→ AIM OF THE TASK
Write each line exactly, from the line that holds "Task: Where can the wooden spoked" through the final line of the material, and no other line.
— BEGIN RECORDS FOR THIS EXERCISE —
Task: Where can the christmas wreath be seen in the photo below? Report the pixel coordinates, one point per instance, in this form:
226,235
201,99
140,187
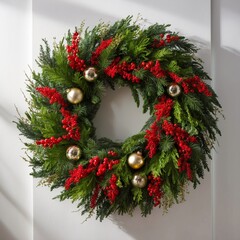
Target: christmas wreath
151,168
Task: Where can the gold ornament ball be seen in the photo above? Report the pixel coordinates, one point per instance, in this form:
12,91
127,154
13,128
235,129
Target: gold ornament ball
139,180
90,74
135,160
73,153
174,90
74,95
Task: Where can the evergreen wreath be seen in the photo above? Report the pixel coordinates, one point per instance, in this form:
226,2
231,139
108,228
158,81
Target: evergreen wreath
151,168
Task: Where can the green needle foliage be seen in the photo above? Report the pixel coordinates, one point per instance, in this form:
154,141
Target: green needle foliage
140,49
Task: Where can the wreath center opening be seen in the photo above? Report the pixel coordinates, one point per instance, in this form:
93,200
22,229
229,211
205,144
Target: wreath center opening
118,116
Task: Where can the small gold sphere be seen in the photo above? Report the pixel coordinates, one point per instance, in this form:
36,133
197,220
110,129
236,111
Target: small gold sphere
90,74
174,90
136,160
73,153
74,95
139,180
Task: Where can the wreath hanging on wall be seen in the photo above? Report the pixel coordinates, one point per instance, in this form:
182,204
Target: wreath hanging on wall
151,168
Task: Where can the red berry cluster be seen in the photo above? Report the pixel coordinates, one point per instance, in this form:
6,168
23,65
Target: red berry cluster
153,135
52,95
154,189
164,40
195,83
74,61
100,167
111,191
103,45
69,122
124,69
154,68
182,139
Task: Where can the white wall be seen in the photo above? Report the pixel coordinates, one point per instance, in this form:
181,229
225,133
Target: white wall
59,16
200,217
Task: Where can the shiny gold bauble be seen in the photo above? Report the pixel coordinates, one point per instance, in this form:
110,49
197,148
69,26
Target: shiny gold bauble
73,153
74,95
136,160
139,180
90,74
174,90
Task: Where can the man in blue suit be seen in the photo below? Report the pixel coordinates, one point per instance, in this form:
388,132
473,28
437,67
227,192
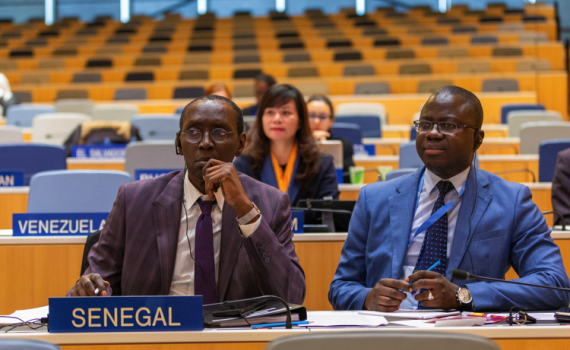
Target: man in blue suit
447,215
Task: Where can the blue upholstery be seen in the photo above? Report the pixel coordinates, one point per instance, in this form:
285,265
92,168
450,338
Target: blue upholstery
349,131
157,128
369,125
547,153
75,191
505,109
22,115
32,158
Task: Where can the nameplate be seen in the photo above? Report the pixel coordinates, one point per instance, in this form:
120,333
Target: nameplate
143,174
298,221
11,178
364,150
99,151
125,314
57,224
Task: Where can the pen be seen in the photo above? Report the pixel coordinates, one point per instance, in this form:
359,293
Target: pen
267,325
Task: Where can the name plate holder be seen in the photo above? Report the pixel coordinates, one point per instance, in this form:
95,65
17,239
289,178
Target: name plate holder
125,314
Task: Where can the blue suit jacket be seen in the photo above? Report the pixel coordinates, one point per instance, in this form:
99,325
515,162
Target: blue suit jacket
500,229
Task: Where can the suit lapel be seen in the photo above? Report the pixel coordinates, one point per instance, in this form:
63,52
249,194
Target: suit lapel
463,228
166,216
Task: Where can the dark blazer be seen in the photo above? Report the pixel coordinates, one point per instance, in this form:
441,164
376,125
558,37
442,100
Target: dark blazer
325,183
137,248
561,187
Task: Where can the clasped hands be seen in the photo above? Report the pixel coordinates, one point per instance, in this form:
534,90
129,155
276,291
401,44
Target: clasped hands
386,295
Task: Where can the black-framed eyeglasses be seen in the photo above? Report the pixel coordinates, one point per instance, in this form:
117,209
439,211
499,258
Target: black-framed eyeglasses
448,128
217,135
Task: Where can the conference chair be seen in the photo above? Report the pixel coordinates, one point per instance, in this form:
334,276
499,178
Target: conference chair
409,157
11,134
547,154
55,128
157,127
533,133
32,158
22,115
362,109
152,155
518,118
374,340
506,108
114,112
75,191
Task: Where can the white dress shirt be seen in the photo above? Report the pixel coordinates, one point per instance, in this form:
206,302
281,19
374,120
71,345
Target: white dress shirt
428,196
183,276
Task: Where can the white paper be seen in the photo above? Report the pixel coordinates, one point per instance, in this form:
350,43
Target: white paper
342,319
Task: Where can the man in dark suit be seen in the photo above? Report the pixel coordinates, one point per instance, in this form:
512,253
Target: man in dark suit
212,232
561,187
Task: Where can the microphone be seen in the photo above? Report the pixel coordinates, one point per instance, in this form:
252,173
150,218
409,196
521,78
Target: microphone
464,275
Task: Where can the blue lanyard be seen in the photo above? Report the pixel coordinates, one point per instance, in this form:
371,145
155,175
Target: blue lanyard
435,216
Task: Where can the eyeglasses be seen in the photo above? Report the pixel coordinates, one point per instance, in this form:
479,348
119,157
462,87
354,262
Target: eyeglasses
218,135
448,128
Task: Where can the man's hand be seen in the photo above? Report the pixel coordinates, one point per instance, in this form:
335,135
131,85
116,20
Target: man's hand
220,174
86,285
443,291
386,295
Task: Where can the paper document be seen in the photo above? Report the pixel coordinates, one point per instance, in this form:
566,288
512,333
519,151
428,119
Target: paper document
342,319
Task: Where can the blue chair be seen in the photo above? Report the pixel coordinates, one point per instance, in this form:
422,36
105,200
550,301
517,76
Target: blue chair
22,115
32,158
505,109
349,131
409,157
369,125
75,191
157,128
547,154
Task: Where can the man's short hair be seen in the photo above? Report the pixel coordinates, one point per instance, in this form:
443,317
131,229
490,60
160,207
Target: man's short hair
473,103
237,111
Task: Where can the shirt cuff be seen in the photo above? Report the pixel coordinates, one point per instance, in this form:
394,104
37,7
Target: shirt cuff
249,229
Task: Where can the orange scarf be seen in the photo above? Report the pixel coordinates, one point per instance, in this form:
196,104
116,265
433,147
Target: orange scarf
284,178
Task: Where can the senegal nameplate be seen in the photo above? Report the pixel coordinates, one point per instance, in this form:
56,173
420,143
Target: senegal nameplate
125,314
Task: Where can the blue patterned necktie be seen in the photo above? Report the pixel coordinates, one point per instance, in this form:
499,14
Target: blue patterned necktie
434,247
205,268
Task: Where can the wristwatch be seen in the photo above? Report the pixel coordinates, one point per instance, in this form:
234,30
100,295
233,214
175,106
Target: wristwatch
464,299
244,220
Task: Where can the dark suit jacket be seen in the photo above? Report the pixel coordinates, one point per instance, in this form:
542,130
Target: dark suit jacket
324,184
137,248
561,187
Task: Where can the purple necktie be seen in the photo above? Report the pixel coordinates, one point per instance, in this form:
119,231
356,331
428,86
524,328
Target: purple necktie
205,268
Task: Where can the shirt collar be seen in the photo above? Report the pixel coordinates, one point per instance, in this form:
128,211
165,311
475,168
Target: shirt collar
191,194
431,180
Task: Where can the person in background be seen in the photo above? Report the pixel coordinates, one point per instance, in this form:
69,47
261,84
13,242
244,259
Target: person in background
220,90
282,152
321,118
262,83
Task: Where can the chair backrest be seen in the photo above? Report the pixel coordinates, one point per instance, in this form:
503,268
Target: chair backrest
55,128
11,134
22,115
533,133
547,155
357,108
518,118
349,131
114,112
75,191
373,340
152,155
409,157
506,108
156,127
32,158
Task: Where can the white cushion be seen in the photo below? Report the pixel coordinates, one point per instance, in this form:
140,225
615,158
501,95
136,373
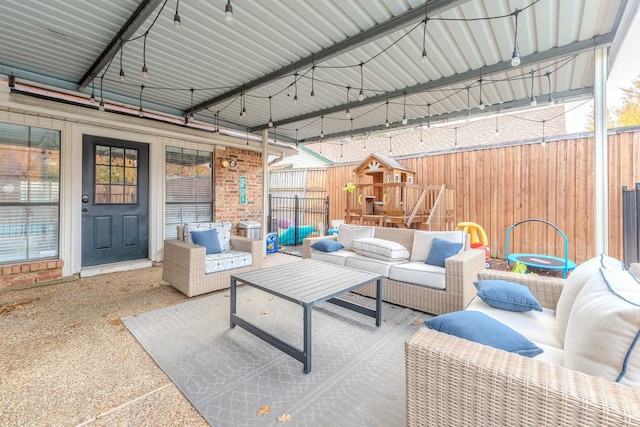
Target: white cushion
336,257
227,261
419,273
380,249
422,242
372,265
574,283
604,328
347,233
550,354
224,232
537,326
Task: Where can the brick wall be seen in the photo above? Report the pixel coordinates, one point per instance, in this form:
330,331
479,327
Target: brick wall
30,273
227,205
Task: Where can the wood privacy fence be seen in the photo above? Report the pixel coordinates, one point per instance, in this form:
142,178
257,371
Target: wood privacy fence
496,187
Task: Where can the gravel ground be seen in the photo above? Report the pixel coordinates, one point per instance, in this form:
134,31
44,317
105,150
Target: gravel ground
67,359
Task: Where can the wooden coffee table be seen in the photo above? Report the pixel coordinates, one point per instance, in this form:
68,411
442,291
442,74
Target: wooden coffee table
307,283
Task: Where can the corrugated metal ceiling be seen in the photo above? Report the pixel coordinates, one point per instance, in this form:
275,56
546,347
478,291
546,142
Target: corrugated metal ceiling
61,43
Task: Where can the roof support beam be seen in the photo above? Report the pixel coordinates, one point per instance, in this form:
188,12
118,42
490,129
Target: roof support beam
139,16
558,52
448,118
410,17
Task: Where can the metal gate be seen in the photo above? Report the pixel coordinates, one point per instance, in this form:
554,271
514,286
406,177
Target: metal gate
631,224
294,218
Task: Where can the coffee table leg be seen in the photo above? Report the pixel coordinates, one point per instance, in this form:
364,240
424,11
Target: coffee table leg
307,338
232,303
378,302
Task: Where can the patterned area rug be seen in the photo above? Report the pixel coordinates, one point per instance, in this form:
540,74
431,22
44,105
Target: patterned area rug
235,379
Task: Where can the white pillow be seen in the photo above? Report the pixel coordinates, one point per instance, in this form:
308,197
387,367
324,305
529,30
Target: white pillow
380,249
347,233
604,328
574,283
422,242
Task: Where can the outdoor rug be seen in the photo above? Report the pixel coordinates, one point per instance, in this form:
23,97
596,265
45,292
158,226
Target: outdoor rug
233,378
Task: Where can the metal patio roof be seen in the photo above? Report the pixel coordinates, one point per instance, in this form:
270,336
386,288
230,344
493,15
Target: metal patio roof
278,52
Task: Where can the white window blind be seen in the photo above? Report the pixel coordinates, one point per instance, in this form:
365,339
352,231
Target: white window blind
188,188
29,193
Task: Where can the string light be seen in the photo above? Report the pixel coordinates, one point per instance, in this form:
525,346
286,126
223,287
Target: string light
534,102
122,76
92,99
313,71
515,57
361,94
404,110
140,110
347,112
386,120
425,58
481,104
101,105
228,12
551,100
176,18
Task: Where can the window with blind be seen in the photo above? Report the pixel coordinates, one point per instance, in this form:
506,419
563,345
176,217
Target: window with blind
29,193
188,188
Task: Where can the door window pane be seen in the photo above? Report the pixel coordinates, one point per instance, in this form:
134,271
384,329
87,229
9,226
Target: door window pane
29,193
116,179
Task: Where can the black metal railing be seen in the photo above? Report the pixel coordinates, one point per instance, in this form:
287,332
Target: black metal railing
631,224
294,218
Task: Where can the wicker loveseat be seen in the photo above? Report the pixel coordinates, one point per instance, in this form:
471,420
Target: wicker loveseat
455,382
453,293
184,264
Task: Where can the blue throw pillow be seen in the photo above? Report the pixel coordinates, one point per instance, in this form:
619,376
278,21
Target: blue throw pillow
478,327
441,250
208,239
327,245
507,295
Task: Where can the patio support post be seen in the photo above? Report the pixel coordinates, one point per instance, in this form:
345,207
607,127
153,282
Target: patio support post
265,188
601,154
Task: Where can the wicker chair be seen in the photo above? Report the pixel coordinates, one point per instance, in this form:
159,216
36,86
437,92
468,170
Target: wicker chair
184,265
455,382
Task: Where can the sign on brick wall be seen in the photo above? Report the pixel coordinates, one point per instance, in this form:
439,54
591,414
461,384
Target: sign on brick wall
243,190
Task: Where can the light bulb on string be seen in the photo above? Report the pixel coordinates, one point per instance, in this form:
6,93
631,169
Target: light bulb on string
404,107
177,25
145,71
361,94
515,57
228,13
534,102
425,58
551,100
347,113
123,77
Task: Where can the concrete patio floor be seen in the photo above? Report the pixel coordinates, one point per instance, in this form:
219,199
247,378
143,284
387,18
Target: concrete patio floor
67,359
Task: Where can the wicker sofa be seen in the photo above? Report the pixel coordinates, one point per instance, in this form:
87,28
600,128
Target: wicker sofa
184,261
459,273
455,382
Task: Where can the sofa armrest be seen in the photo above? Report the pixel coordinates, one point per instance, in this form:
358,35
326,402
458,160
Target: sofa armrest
461,271
546,289
182,261
308,241
452,381
255,247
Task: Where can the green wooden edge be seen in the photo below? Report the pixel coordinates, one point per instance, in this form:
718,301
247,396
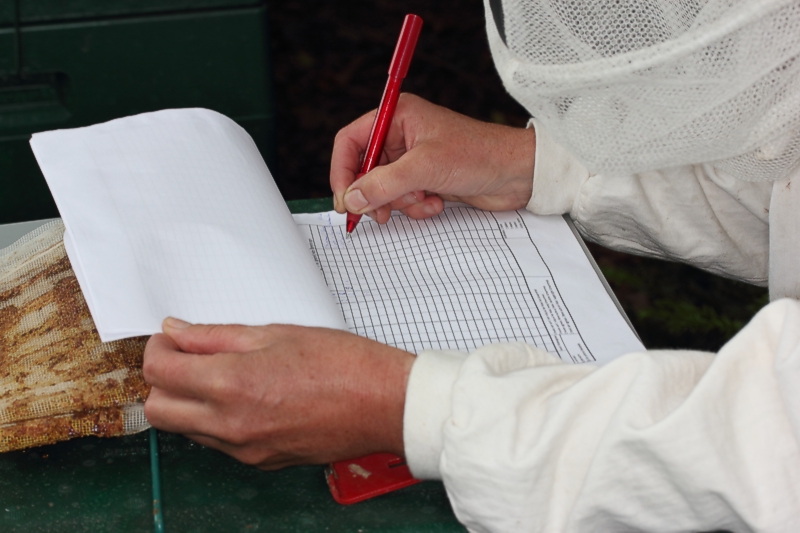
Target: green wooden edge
312,205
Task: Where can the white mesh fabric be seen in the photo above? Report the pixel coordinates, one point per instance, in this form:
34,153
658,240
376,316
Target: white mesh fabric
633,85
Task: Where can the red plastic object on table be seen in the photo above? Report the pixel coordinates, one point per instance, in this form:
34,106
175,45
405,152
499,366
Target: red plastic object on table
398,69
367,477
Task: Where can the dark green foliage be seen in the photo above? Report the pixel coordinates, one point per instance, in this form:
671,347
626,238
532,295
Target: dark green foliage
678,306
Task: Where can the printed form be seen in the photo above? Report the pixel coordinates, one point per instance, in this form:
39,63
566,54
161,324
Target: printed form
468,278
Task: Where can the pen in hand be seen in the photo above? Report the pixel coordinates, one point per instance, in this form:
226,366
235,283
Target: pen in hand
398,69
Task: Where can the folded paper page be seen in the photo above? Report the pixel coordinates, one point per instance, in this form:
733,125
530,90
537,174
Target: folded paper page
174,213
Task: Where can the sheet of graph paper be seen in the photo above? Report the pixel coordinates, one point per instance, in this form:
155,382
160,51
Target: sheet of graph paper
174,213
469,278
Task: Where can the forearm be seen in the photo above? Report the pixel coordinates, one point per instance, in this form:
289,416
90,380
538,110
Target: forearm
655,441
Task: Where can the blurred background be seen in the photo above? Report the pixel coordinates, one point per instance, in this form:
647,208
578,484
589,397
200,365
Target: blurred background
292,73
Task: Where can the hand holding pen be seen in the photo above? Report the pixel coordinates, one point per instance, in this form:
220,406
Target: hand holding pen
430,154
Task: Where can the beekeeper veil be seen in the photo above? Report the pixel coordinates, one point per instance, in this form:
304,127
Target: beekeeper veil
633,85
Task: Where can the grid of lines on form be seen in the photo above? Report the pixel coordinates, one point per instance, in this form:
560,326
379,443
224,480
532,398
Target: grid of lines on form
450,282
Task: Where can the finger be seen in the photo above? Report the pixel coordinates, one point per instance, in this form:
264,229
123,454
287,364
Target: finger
210,339
349,144
414,171
407,200
176,372
429,207
174,413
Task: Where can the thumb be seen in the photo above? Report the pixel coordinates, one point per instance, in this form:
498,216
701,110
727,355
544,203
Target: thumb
385,184
210,339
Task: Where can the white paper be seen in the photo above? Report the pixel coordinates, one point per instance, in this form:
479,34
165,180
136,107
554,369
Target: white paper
174,213
469,278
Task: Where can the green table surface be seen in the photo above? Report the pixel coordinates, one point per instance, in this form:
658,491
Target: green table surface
93,484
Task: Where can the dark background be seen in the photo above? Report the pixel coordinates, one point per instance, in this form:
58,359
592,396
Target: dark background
330,61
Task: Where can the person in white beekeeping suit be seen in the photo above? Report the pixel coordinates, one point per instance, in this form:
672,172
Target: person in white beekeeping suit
664,128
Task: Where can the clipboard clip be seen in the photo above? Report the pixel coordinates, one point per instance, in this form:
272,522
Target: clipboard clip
364,478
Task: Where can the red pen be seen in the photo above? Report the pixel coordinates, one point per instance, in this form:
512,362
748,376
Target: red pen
398,69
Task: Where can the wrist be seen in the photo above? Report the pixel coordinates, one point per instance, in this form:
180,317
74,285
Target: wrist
389,405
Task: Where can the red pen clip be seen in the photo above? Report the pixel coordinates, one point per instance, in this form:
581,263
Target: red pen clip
398,69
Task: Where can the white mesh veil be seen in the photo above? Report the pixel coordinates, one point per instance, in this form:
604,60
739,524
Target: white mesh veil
633,85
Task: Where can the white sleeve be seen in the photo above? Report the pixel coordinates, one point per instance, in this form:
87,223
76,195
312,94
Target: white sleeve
653,441
695,214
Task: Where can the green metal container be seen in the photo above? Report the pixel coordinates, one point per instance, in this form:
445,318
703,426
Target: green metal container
67,64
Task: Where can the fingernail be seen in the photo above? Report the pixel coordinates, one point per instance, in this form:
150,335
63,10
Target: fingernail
354,201
409,199
176,323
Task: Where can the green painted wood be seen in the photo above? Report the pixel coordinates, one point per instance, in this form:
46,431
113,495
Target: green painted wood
83,485
206,491
311,205
59,10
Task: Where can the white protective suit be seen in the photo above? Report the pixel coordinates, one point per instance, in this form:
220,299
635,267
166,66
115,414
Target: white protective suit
654,441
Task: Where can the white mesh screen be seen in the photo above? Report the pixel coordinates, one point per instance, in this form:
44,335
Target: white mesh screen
633,85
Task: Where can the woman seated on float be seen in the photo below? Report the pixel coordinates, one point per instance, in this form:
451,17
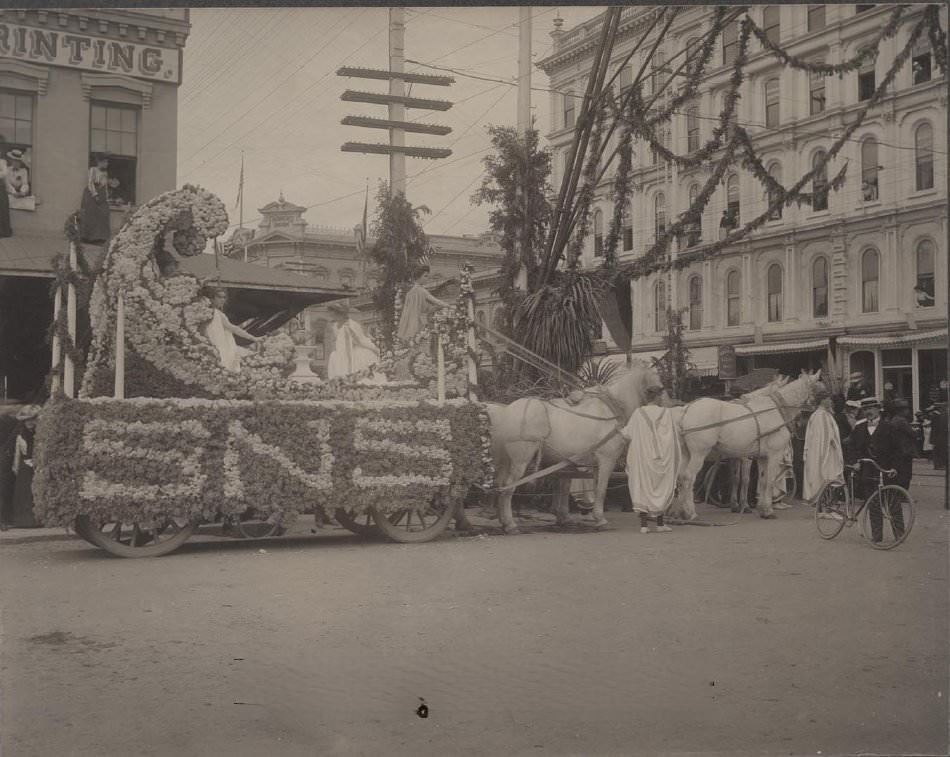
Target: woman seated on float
221,332
352,351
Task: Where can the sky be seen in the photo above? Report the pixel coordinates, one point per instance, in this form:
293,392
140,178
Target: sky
263,81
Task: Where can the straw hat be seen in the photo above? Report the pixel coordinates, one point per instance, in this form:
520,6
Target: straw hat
29,412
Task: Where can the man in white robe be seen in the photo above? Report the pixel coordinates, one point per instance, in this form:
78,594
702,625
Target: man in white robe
824,458
653,460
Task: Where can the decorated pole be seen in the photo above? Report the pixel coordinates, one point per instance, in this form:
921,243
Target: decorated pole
69,372
440,365
120,349
468,292
57,349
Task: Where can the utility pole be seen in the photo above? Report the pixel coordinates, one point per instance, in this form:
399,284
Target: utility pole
524,69
397,102
397,89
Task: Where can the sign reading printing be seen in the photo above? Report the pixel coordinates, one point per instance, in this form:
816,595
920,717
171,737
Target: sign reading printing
89,53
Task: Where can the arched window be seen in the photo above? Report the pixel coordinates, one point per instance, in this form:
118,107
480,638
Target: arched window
692,55
924,157
816,90
628,228
772,114
771,23
730,42
921,65
775,171
694,231
659,305
926,253
870,263
732,199
866,81
819,288
869,169
598,233
696,303
774,288
692,128
657,62
569,109
733,302
819,184
659,213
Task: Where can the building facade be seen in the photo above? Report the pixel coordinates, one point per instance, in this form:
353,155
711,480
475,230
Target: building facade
284,239
861,278
76,83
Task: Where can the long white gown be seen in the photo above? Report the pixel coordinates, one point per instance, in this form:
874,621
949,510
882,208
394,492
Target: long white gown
353,351
824,458
221,337
653,458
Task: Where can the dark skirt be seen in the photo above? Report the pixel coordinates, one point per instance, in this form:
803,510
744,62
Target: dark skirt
5,229
94,216
23,498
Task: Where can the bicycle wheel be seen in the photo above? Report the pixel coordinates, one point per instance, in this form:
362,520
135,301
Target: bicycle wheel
831,510
896,512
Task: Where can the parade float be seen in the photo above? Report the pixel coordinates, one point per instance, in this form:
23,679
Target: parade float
162,437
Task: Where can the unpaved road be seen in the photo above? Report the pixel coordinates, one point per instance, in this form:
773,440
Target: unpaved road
758,639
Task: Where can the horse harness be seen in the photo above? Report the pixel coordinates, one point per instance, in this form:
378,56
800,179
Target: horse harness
784,409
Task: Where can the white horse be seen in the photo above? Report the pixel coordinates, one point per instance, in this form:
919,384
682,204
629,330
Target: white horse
551,431
756,427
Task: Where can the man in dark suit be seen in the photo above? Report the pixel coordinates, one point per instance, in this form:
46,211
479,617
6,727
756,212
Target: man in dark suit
878,440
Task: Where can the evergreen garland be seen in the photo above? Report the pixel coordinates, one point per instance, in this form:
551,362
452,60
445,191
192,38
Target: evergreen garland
654,259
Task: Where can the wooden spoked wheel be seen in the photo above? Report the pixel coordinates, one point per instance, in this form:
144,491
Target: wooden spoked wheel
363,524
413,525
130,540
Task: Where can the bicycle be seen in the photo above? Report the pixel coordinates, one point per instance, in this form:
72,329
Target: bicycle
837,507
717,483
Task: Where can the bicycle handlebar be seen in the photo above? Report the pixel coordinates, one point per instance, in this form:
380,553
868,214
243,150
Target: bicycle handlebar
889,472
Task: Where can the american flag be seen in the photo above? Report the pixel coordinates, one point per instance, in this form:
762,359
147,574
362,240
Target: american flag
361,231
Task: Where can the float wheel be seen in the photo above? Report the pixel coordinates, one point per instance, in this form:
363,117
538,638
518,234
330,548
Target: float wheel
413,525
129,540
— END RECORDS FOR THIS EXERCISE —
→ REPLY TO THE TASK
Task: Where can the wooden spoked wheel be seen in the photo above? Report the pixel coordinates, one point per instance, in this form:
144,491
Target: wooden spoked wheel
363,524
413,525
130,540
Task: Where can the bicycle be seen in the photo above? Report the pixel coordinates, one point per instance, in this form:
72,329
Target: bicycle
837,507
717,483
Task: Where can the bicycle handlebar be seen in the photo above? Report the pixel coordinates, one point per instance, in this form:
380,553
868,214
243,150
Target: bicycle handlebar
889,472
Task: Where can the american flag be seen in the photo above? Report the pixel coordinates, one point per instance, in this form:
762,359
147,574
362,240
Target: american flag
361,231
Task: Where can the float wheel be seen in the photo above? Report the pixel coordinates, one point per instance, in this form:
363,117
538,638
518,234
330,548
Target: float wheel
413,525
129,540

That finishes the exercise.